Aleksandar PlavsicPsychologist Schedule a conversation

Published research

Inclusive Leadership and Attitudes Toward Hiring Workers with Intellectual Disability: The Mediating Role of Autonomy

Published online 30 June 2026 in Intellectual and Developmental Disabilities (Taylor & Francis).

Visual summary of inclusive leadership, autonomy at work and positive hiring attitudes

Published online: 30 June 2026 · Journal: Intellectual and Developmental Disabilities · Topic: inclusive leadership, autonomy at work and workplace inclusion

This article looks at how inclusive leadership can shape workplace attitudes toward hiring workers with intellectual disability. The central idea is practical: when leaders create conditions where workers with intellectual disability have more autonomy, coworkers tend to develop more positive attitudes toward inclusion and hiring.

In plain language, inclusive leadership is not only about being supportive in principle. It is shown through everyday behaviours such as availability, accessibility, openness, listening, encouraging participation and respecting contributions. These behaviours can help people experience more choice, independence, voice and meaningful participation at work.

-- Record list --
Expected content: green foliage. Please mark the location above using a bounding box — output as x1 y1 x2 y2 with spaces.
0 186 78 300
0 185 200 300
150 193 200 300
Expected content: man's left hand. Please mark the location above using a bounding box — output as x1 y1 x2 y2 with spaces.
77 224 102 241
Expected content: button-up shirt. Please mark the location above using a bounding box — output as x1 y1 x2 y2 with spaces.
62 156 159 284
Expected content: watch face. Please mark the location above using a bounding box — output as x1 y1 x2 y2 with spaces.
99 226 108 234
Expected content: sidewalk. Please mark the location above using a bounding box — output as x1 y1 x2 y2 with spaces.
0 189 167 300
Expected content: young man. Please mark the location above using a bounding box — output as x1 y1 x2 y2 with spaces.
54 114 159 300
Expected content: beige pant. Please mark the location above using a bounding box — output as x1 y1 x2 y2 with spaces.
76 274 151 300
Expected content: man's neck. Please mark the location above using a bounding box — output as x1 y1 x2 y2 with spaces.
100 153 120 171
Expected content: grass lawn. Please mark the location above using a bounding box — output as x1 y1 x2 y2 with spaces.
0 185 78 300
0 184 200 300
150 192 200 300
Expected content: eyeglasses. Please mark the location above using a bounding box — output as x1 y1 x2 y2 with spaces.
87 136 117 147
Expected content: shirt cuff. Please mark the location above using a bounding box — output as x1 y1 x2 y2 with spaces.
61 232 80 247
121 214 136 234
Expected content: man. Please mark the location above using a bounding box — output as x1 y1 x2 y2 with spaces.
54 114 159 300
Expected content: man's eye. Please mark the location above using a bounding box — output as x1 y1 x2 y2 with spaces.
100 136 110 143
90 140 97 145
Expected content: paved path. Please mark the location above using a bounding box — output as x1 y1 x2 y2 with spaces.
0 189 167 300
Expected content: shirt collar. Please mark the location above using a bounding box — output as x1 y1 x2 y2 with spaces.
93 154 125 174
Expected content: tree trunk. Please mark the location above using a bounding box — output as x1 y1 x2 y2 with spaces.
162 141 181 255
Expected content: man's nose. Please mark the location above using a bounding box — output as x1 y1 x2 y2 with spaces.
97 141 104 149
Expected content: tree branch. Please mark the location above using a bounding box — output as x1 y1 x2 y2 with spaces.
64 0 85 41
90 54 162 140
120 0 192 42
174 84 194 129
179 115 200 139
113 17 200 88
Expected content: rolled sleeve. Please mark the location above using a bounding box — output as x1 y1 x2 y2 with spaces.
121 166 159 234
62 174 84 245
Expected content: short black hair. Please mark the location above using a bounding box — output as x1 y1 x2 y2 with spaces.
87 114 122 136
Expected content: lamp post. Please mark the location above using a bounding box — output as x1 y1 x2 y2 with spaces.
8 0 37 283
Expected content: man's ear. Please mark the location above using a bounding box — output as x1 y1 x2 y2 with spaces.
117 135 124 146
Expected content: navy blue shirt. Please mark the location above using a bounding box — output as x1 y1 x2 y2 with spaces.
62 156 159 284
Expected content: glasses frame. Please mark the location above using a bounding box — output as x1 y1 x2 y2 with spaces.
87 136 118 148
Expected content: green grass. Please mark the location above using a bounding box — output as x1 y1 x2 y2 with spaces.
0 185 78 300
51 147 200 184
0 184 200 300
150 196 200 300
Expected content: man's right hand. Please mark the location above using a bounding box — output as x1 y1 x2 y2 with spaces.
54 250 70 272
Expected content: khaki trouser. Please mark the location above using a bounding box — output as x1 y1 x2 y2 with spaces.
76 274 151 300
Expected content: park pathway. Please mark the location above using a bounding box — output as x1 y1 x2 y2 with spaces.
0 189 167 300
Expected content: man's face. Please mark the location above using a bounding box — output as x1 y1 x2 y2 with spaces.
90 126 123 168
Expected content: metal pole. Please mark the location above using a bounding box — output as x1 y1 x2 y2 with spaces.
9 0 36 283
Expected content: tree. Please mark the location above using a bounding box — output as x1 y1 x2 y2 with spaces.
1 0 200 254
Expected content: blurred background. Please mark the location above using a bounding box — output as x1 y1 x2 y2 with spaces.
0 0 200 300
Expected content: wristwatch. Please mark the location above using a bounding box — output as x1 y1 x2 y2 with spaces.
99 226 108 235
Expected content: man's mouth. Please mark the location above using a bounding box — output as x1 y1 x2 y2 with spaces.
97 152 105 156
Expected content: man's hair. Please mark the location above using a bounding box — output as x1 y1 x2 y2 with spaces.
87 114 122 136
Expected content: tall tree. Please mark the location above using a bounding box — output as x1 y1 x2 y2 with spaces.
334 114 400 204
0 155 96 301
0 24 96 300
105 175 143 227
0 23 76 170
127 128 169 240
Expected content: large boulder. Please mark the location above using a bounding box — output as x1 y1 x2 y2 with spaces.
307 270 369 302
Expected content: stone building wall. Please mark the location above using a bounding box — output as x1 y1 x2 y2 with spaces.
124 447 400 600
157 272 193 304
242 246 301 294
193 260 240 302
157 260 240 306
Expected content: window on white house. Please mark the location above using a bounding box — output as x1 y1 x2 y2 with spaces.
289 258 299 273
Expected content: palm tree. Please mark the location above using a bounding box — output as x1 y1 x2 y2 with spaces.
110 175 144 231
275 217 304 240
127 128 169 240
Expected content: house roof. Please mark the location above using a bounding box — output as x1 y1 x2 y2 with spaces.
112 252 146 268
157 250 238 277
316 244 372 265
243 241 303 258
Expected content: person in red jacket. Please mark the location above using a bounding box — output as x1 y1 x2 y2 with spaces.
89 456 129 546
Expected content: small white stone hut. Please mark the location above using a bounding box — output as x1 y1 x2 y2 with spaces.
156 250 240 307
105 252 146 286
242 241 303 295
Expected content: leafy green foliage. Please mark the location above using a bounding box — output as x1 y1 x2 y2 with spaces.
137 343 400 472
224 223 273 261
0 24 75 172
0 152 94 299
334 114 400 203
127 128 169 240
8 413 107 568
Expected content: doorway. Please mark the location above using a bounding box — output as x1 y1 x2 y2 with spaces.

-- Instructions --
a: Rewrite everything from "Visual summary of" down to "inclusion and hiring." in the inclusive leadership page, changing "coworkers" to "colleagues".
b: According to the inclusive leadership page, which journal published the article?
c: Carry on the inclusive leadership page from the point where it stops.

-- Per-task outputs --
a:
Visual summary of inclusive leadership, autonomy at work and positive hiring attitudes

Published online: 30 June 2026 · Journal: Intellectual and Developmental Disabilities · Topic: inclusive leadership, autonomy at work and workplace inclusion

This article looks at how inclusive leadership can shape workplace attitudes toward hiring workers with intellectual disability. The central idea is practical: when leaders create conditions where workers with intellectual disability have more autonomy, colleagues tend to develop more positive attitudes toward inclusion and hiring.

b: Intellectual and Developmental Disabilities (Taylor & Francis).

c:
Key findings

  • Inclusive leadership is connected with more positive coworker attitudes toward hiring workers with intellectual disability.
  • Autonomy at work helps explain this relationship: people respond more positively when workers are supported to participate with genuine choice, voice and independence.
  • Workplace inclusion depends not only on hiring decisions, but also on daily leadership behaviours and the conditions created around people’s contribution.

Plain-language summary

Workers with intellectual disability are more likely to be included meaningfully when leadership practices support autonomy rather than only providing formal access to employment. When coworkers see people being supported to contribute, participate and have a voice, attitudes toward hiring and inclusion can become more positive.

Visual summary

Inclusive leadership supports autonomy at work. Autonomy helps workers with intellectual disability participate more meaningfully. This, in turn, can support more positive hiring attitudes among coworkers.

Inclusive leadership drives better hiring attitudes through the power of autonomy

Practical takeaway

When workers with intellectual disability are supported through inclusive leadership and given genuine autonomy, coworkers develop more positive attitudes toward workplace inclusion.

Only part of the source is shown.